--- PASSAGE PROVIDED ---
—————

I was considering doing another review of another kitsch art book, but I can't do it now because I've been hanging out in Boston's art museums and galleries for a week, and off-brand Frazetta just can't bear the comparison. One thing about galleries: in the South they assume you're broke until you indicate otherwise, and they're fine with that. Places in Boston, though, are terribly huffy about all these nonpaying looky-loos. I would have paid a reasonable admission fee to see (and sometimes resee) the art, so perhaps they should switch to a ticket-price-refundable-with-purchase-of-art model.
Miro gets closer to my idea of the Fantastic than more representational fantasy art does. He's joined Klee and Kandinsky in the first rank of my fave nonrepresentational artists.
New respect for Salvador Dali. His overexposed famous works are by no means the whole story; I've now seen a slew of his little funky drawings that gave me fresh appreciation for his skills and imagination. I've failed to find the image I want online, but the Martin Lawrence Gallery (Actually fairly friendly about the whole looky-loo thing) had a small etching or something on a Biblical theme in which little stick figures acted before soft, lovely colored background... then on closer inspection the background revealed itself to be towering angels looming over the action, some in the foreground rather than the background as a first glance suggested. A remarkable shift of perception, but also an intriguing theological statement.
Cubism works better for me live than in reproduction, and Picasso's cubism especially. He did for portraiture what Charlie Parker did for pretty tunes.
Also new respect for Warhol. I never noticed this before, but in some of his silkscreens he's hand-drawn a tracery of lines over the figures in his shaky hand. I've always liked his sketches of shoes and whatnot, and when he incorporates it into his silkscreens it really makes the images pop. So to speak.

—————

--- DATASET CONTENT ---

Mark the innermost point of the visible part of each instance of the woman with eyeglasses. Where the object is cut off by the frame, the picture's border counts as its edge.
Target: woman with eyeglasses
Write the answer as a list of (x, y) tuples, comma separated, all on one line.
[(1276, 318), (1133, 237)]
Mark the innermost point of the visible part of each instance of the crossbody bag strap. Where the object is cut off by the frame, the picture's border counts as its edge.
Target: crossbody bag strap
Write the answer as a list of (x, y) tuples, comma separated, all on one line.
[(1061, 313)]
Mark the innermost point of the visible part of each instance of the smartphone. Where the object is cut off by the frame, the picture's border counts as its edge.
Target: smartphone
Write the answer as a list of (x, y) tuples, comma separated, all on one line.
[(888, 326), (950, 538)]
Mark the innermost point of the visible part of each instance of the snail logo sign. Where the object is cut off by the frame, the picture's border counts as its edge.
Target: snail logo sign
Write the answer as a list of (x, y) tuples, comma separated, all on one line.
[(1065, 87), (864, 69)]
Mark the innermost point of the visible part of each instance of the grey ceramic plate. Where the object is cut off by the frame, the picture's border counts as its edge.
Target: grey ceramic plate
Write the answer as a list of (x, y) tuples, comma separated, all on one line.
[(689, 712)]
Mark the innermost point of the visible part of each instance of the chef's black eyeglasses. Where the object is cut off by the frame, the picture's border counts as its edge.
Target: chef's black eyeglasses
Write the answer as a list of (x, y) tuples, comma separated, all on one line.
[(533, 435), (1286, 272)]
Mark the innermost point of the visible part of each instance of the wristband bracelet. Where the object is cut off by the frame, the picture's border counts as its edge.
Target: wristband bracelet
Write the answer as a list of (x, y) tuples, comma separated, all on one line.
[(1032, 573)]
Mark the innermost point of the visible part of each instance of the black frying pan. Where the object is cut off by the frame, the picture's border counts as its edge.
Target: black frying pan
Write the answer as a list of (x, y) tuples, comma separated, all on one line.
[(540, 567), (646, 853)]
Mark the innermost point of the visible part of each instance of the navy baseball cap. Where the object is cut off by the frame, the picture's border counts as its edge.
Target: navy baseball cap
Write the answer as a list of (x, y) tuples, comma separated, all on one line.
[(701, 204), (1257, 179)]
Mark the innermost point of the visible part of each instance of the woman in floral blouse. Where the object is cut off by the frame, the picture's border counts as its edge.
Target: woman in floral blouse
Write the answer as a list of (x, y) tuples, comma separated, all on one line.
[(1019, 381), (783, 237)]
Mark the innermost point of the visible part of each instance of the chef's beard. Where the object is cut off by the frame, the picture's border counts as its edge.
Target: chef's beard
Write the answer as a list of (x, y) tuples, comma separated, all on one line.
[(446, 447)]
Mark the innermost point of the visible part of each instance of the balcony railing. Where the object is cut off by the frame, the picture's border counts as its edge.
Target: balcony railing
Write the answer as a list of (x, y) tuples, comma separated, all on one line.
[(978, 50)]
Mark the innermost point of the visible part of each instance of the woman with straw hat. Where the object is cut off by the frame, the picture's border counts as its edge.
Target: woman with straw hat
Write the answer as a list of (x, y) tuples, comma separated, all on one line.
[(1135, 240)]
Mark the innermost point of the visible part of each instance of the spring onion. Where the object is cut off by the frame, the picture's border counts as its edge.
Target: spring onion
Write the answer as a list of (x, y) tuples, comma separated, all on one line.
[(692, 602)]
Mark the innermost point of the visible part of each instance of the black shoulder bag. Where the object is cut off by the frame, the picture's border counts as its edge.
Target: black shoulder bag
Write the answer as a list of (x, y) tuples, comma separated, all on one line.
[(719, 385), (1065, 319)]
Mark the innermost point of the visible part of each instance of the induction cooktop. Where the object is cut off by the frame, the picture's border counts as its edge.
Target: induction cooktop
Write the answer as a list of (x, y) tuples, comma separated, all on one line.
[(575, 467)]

—————

--- TASK LIST ---
1. Rewrite the Boston gallery post between "Miro gets closer" and "fave nonrepresentational artists.", inclusive, replacing "Miro" with "Joan Miro".
2. List every visual artist the Boston gallery post mentions by name.
3. In the Boston gallery post, which gallery was fairly friendly about looky-loos?
The rows are separate material from the Boston gallery post.

--- FINAL ANSWERS ---
1.
Joan Miro gets closer to my idea of the Fantastic than more representational fantasy art does. He's joined Klee and Kandinsky in the first rank of my fave nonrepresentational artists.

2. Frazetta, Miro, Klee, Kandinsky, Salvador Dali, Picasso, Warhol

3. The Martin Lawrence Gallery.